Text >>
···

HolkinPV's blog

By HolkinPV, 10 years ago, translation, In English

490A - Team Olympiad

The teams could be formed using greedy algorithm. We can choose any three children with different skills who are not participants of any team yet and form a new team using them. After some time we could not form any team, so the answer to the problem is minimum of the number of ones, twos and threes in given array. We can get O(N) solution if we add children with different skills into three different arrays. Also the problem could be solved in O(N2) — every iteration find new three children for new team.

490B - Queue

This problem can be solved constructively. Find the first student — it is a student with such number which can be found among ai and could not be found among bi (because he doesn’t stand behind for anybody). Find the second student — it is a student standing behind the first, number ai of the first student equals 0, so his number is a number in pair [0, bi].

After that we will find numbers of all other students beginning from the third. It can be easily done using penultimate found number. The number of the next student is a number bi in such pair where ai equals to number of penultimate found student number (that is a number in pair [ans[i - 2], bi]). Look at the sample to understand the solution better.

490C - Hacking Cypher

At first, let’s check all prefixes of specified number — do they have remainder 0 when divided by the a? It can be done with asymptotic behavior O(N), where N -length of specified number C. If we have remainder of division by a of prefix, which ends in position pos, we can count remainder in position pos + 1: rema[pos + 1] = (rema[pos] * 10 + C[pos + 1]) % a.

Then we need to check suffixes.If we have remainder of division by b of suffix, which begin in position pos, we can count remainder of position pos - 1: remb[pos - 1] = (C[pos - 1] * P + remb[pos]) % b, where P — it is 10^(L - 1) module b, L — length of suffix (P we can count parallel).

···

Excerpts of location labeling data:

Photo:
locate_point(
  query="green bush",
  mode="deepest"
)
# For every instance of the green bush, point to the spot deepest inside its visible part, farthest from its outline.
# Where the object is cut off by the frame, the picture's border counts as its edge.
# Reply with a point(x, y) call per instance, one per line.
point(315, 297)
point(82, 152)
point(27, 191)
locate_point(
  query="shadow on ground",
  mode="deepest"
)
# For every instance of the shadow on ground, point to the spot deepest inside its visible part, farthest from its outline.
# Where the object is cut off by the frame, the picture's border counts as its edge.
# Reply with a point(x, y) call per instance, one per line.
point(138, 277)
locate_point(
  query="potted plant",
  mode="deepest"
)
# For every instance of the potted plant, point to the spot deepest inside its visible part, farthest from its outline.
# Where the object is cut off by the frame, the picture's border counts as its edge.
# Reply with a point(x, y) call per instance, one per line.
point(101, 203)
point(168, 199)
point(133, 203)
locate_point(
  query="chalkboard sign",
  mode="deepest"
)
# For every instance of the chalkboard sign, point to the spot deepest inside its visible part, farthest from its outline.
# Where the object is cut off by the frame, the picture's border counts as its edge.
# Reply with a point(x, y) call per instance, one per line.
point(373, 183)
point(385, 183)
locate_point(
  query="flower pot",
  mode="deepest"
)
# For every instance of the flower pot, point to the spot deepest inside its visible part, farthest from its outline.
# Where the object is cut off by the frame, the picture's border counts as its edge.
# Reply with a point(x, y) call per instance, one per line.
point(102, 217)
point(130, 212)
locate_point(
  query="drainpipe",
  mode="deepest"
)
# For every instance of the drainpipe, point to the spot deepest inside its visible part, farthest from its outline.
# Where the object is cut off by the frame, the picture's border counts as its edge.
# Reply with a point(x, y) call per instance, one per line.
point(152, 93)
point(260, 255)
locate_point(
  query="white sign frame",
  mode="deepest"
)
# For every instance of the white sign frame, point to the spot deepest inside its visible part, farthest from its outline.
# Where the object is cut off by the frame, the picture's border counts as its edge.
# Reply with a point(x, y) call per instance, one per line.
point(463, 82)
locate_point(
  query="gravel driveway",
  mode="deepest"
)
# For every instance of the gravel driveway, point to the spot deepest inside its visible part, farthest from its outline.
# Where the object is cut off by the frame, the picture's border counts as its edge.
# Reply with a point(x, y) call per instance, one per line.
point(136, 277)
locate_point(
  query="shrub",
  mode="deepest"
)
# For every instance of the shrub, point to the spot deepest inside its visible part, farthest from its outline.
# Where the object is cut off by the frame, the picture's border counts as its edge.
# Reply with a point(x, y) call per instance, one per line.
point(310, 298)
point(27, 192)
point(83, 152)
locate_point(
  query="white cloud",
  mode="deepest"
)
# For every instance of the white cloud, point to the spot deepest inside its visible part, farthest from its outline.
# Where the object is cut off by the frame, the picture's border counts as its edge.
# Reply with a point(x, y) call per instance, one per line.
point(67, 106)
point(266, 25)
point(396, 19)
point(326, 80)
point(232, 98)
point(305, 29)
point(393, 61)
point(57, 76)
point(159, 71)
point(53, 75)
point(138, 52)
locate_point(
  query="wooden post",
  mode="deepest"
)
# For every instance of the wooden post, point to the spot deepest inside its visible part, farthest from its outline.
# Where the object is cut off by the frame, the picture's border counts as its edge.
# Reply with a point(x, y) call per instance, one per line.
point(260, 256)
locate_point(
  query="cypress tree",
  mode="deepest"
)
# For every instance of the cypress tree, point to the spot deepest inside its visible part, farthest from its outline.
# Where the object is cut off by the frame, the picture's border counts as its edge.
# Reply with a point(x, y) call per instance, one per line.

···

Actions to take >>
(a) Update the part of the blog post starting at "The teams could" and ending at "for new team." so that "students" replaces "children" everywhere in it.
(b) List every problem title that has its own heading in the blog post.

Final answers >>
(a)
The teams could be formed using greedy algorithm. We can choose any three students with different skills who are not participants of any team yet and form a new team using them. After some time we could not form any team, so the answer to the problem is minimum of the number of ones, twos and threes in given array. We can get O(N) solution if we add students with different skills into three different arrays. Also the problem could be solved in O(N2) — every iteration find new three students for new team.

(b)
490A - Team Olympiad
490B - Queue
490C - Hacking Cypher